Prompt:
Quote the material word for word, starting at the line that contains "Identify the person standing" and running through the last line of the material.
--- Begin ---
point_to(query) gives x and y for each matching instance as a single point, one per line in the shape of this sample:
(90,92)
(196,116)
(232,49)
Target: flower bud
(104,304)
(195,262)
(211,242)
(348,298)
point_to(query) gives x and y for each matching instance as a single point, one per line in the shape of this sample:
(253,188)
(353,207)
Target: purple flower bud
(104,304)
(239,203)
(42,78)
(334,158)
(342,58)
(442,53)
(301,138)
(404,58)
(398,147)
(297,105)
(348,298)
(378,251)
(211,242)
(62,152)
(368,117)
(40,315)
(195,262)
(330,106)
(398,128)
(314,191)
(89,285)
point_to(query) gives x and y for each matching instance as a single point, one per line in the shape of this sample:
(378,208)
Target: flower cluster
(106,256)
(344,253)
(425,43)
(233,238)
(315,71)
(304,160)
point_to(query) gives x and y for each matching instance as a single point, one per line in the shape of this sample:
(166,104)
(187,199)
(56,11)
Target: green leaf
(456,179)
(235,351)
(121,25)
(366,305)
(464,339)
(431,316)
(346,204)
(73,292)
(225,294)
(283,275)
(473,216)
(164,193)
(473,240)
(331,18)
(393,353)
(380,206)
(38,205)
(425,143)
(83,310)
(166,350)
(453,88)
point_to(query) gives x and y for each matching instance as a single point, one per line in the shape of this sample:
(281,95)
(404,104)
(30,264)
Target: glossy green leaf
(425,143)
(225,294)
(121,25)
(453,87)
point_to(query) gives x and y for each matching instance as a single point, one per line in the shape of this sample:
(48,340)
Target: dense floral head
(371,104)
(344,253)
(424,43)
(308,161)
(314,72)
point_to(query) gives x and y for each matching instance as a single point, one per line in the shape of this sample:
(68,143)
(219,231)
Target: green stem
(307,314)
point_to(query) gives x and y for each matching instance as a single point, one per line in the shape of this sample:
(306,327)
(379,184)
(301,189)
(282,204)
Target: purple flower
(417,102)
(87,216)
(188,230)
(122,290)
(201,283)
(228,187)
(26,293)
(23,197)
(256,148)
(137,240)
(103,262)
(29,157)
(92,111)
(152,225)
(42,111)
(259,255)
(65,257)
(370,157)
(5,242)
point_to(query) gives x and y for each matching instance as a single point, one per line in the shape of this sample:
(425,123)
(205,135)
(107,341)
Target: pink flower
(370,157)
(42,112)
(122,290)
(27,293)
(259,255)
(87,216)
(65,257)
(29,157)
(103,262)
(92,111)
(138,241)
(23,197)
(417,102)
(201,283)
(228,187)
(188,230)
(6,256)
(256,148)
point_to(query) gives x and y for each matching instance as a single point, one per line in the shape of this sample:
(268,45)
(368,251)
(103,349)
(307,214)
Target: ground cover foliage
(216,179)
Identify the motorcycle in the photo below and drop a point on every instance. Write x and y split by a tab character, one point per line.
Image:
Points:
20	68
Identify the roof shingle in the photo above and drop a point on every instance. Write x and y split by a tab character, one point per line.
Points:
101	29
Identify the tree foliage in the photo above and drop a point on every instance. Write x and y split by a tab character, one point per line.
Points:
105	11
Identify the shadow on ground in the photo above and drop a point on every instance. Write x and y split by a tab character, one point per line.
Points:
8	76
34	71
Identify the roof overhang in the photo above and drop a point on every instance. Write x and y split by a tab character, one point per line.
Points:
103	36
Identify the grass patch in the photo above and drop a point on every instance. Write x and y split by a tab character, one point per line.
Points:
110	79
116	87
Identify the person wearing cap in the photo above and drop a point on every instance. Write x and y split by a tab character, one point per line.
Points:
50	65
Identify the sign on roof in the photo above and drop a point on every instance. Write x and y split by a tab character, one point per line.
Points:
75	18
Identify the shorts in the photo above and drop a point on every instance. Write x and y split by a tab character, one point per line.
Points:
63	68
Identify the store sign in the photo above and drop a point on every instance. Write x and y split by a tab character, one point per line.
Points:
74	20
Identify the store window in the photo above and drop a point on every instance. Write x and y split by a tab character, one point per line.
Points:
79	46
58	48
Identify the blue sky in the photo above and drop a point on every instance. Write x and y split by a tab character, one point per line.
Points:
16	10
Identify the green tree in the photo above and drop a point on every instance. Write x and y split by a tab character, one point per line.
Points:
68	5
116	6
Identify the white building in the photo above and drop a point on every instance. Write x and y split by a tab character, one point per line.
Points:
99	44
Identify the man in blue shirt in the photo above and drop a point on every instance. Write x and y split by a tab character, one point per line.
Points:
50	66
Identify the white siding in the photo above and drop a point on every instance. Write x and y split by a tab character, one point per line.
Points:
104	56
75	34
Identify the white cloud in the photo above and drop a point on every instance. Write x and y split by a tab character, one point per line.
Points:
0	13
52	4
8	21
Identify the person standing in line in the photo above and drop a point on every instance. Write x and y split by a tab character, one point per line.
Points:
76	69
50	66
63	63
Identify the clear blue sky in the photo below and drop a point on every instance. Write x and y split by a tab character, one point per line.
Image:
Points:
--- End ---
Solved exercise:
Identify the person standing in line in the photo above and drop a point on every instance. Write x and y split by a tab character, one point per line.
Points:
76	69
50	66
63	63
Identify the clear blue sky in the photo below and drop a point on every instance. Write x and y split by a tab character, one point per line.
Image:
Points:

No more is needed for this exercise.